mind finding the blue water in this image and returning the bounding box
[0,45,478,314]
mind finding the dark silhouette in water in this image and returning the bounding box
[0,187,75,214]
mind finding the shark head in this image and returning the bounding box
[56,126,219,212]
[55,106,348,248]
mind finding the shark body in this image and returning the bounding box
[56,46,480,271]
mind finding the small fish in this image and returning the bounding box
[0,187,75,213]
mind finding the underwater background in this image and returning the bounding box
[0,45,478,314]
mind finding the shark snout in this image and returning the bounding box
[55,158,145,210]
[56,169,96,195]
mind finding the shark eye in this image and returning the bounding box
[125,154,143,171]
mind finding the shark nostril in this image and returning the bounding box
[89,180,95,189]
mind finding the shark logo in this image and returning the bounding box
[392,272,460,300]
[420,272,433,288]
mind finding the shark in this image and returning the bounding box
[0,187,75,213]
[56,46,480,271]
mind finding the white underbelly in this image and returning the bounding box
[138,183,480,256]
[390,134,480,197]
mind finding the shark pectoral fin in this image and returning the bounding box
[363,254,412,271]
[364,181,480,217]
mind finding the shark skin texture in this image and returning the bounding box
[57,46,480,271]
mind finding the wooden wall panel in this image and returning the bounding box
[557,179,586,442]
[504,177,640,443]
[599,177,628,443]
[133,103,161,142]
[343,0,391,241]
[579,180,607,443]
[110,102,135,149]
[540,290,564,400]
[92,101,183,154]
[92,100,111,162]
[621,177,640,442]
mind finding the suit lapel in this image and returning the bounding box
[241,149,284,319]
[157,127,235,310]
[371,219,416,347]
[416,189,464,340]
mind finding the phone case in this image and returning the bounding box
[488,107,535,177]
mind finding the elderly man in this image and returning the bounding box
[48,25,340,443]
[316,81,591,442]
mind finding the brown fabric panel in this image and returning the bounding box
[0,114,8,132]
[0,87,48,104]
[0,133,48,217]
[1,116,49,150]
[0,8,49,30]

_ _ _ _ _ _ _

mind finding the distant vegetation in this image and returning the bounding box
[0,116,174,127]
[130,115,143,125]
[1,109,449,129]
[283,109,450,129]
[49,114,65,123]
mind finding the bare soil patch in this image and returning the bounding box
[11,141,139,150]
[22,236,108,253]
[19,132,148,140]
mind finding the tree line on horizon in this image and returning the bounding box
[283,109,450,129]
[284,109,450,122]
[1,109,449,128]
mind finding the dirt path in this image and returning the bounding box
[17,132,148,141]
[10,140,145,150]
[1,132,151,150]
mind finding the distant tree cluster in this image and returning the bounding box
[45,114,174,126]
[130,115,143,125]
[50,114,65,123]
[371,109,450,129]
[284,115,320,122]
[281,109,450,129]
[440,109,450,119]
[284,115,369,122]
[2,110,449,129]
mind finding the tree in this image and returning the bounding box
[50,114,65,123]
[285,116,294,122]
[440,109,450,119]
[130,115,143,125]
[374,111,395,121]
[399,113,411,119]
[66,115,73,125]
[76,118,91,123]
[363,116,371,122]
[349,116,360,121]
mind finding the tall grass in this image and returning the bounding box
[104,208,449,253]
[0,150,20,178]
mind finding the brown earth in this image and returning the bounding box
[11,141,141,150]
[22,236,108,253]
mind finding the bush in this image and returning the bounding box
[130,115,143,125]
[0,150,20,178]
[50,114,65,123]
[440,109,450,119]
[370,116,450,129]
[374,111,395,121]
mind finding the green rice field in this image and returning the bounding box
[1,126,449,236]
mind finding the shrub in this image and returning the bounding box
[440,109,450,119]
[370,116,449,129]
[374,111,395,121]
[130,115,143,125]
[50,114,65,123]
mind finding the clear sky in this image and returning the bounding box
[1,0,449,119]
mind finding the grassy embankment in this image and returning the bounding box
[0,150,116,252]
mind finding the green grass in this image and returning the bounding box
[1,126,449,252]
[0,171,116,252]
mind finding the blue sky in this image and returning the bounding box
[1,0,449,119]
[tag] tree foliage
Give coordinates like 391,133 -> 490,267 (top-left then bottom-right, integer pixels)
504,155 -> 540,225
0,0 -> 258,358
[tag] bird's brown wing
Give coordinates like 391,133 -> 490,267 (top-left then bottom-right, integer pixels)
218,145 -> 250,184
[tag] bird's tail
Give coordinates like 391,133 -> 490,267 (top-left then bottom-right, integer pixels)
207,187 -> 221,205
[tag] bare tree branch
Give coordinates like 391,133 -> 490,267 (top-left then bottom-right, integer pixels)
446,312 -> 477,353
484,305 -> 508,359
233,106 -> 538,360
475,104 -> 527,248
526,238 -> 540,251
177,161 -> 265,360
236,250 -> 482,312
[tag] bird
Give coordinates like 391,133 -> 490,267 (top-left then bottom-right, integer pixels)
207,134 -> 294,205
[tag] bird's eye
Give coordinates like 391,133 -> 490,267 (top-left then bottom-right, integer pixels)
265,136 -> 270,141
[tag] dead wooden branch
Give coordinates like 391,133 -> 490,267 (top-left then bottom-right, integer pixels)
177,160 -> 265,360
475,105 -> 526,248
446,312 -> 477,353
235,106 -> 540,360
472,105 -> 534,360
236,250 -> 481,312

_ _ _ _ _ _ _

* Task brief *
Every line above that has the string "bird" needs to be copied.

* Response to this exercise *
[tag] bird's brown wing
[tag] bird's tail
[tag] bird
[tag] bird's eye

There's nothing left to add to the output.